Listed entries —
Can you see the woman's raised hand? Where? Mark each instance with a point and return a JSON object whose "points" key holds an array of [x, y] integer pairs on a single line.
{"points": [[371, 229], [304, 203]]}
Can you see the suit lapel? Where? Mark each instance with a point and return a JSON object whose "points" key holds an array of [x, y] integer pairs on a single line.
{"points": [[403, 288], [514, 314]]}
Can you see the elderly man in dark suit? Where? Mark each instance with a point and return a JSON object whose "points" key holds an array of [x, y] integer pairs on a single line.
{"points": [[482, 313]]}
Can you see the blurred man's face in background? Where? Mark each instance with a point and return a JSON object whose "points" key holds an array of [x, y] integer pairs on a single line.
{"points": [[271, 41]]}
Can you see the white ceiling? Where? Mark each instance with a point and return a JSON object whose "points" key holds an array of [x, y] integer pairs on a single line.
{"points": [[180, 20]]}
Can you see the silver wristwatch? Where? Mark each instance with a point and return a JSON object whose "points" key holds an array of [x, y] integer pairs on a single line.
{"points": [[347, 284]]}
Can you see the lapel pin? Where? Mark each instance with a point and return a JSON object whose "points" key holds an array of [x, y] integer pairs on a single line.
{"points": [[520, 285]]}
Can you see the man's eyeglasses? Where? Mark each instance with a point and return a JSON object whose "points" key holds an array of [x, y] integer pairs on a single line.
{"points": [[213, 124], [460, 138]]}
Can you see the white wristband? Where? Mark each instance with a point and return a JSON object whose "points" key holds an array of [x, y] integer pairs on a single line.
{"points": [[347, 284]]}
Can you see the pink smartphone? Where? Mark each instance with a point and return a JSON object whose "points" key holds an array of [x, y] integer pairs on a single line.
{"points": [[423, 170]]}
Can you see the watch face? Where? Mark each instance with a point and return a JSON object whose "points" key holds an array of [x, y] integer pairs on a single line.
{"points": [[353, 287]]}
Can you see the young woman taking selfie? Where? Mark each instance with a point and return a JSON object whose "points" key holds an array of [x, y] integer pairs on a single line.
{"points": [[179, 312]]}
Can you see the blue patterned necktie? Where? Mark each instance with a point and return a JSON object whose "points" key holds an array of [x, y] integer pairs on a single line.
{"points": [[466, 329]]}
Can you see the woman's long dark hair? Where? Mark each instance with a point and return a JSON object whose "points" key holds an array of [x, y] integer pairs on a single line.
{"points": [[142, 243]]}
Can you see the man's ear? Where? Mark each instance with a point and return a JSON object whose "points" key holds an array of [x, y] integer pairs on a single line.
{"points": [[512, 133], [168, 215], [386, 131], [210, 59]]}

What you will do — Rewrite all the items above, substituting "Flag every occurrence" for every "Mark each instance" and leaving the rest unchanged.

Completed exercise —
Can you see the woman's raised hand? Where? Flag every occurrence with a point and return a JSON object whose "points" key holds an array of [x, y] integer pairs on a single line.
{"points": [[371, 229], [304, 203]]}
Can you see the suit lapel? Where? Flag every occurrence with a point and return a JSON object whose "points" key holds an array of [x, y] integer pairs on a single line.
{"points": [[403, 288], [514, 314]]}
Can you see the elderly man in dark suit? Where? Flag every occurrence with a point and return a JSON object whose "points" key holds an array of [x, y] integer pairs on a single line.
{"points": [[482, 313]]}
Can you see the blurred man's face in background? Where? Flag every occurrence with a point and return a JSON object whose "points" key holds an array of [x, y] integer pairs on a single line.
{"points": [[271, 41]]}
Can you see the white ceiling? Where? Flag every occurrence with a point and return a JSON object whose "points" key holds an array of [x, y] integer pairs on a single line.
{"points": [[180, 20]]}
Can you see the silver wristwatch? Where? Flag every occurrence with a point and return a JSON object whose "points" key holds an array of [x, y] integer pairs on a single line.
{"points": [[347, 284]]}
Can you see the lapel pin? Where? Flag every occurrence with a point and return a JSON object whose "points" key holds an array of [x, y] integer pairs on a single line.
{"points": [[520, 285]]}
Can you see the man's eyeglasses? Where? Flag every occurrence with a point and return a JSON object whose "points" key holds an array of [x, y] integer pairs on a single line.
{"points": [[213, 124], [460, 138]]}
Can you see the white wristband? Where? Flag every occurrence with a point and return a JSON object whose "points" key holds an array of [x, y] integer pairs on a single line.
{"points": [[347, 284]]}
Can you see the pink smartphone? Where? Flag every occurrence with a point and return a JSON object whose "points" key holds an array of [x, y] integer pairs on a single line.
{"points": [[423, 170]]}
Can you see the watch face? Where? Flag every occurrence with a point and return a JSON object whose "points" key holds an array of [x, y] integer pairs on a single line.
{"points": [[353, 287]]}
Can you see the young woman taking selfie? Where? Flag every occurrence with a point and return a JSON object whose "points" key holds an array of [x, y] integer pairs on a single line.
{"points": [[179, 312]]}
Can you see the blue patterned necktie? Where? Flag every occurrence with a point and return a JSON object whose "points" key holds an array of [x, y] integer pairs on a single line.
{"points": [[466, 329]]}
Can you see the woman's long dark hair? Where? Flag every occurrence with a point and return a JSON object whose "points" key holds an array of [x, y] integer pairs on a single line.
{"points": [[142, 243]]}
Can you see the man's ear? Where? Flag every occurrence with a point and return a JSON object whose "points" key holds an array of [x, y] integer pairs on a single line.
{"points": [[512, 133], [168, 215], [386, 131], [210, 59]]}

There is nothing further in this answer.